──────── INPUT ────────

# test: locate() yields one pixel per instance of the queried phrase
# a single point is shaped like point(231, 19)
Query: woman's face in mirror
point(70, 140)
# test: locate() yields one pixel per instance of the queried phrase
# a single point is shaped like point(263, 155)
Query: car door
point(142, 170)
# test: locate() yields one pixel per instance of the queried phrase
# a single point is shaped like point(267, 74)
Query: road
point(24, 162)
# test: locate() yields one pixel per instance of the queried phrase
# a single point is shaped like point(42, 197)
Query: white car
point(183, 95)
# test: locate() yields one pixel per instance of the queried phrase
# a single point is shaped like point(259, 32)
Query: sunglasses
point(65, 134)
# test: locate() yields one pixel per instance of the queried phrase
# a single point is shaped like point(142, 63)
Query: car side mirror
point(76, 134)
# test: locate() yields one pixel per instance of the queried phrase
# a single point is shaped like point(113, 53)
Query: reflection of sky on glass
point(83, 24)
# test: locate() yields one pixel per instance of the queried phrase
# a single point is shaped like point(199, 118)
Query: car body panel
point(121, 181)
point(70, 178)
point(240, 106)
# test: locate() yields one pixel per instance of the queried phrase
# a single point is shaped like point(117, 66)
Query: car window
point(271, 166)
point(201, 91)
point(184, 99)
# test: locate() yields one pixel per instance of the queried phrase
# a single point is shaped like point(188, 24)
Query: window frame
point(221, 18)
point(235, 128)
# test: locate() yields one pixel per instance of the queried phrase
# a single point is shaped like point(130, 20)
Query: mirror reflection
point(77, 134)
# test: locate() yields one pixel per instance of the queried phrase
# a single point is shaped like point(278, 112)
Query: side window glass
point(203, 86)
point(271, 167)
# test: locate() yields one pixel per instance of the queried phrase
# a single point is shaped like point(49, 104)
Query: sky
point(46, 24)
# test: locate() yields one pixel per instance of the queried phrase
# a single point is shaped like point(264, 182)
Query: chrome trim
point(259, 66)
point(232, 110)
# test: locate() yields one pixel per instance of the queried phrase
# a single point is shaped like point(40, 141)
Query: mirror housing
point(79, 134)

────────

* [PROBLEM STATEMENT]
Would you retype the records above without changing a word?

* [EXPECTED ANSWER]
# test: locate() yields one pixel per instance of the queried phrase
# a single point is shaped like point(231, 19)
Query: woman's face in mirror
point(70, 140)
# test: locate() yields one pixel per instance of the queried phrase
# a single point is shaped like point(263, 155)
Query: car door
point(142, 170)
# test: locate() yields one pixel per instance of the queried phrase
# a single point is shaped like point(267, 74)
Query: road
point(24, 162)
# test: locate() yields one pixel per instance of the queried phrase
# a single point is shaped like point(42, 197)
Query: white car
point(183, 95)
# test: locate() yields one pixel per instance of the queried phrase
# a single point is shaped like point(259, 32)
Query: sunglasses
point(65, 134)
# test: locate() yields one pixel per instance of the queried phrase
# a single point is shaped like point(142, 63)
Query: car side mirror
point(76, 134)
# test: locate() yields one pixel per instance of the queried phrase
# a single point is shaped like point(113, 53)
Query: reflection of sky on glass
point(83, 24)
# test: locate() yields one pixel per instance of the queried phrase
# a single point is shaped like point(199, 118)
Query: car body panel
point(121, 181)
point(70, 178)
point(240, 106)
# test: locate() yields one pixel per instance of the queried phrase
# a single point is shaped like point(117, 66)
Query: car window
point(271, 166)
point(201, 91)
point(184, 99)
# test: locate() yields one pixel per instance of the queried phrase
# a single point is shaped like point(188, 24)
Query: window frame
point(221, 18)
point(235, 128)
# test: locate() yields one pixel per instance of the queried phrase
# a single point is shaped like point(130, 20)
Query: mirror reflection
point(77, 134)
# test: locate() yields one pixel per instance of the queried phrase
# a single point is shaped like point(278, 112)
Query: side window glass
point(203, 86)
point(271, 167)
# test: locate() yields one pixel per instance of the queried phrase
# a single point is shaped like point(49, 104)
Query: sky
point(46, 24)
# test: locate() yields one pixel per instance of the queried phrase
# a single point is shaped like point(264, 182)
Query: chrome trim
point(259, 66)
point(232, 110)
# test: locate() yields one pixel per instance of the queried phrase
# a single point is shaped like point(40, 141)
Query: mirror housing
point(79, 134)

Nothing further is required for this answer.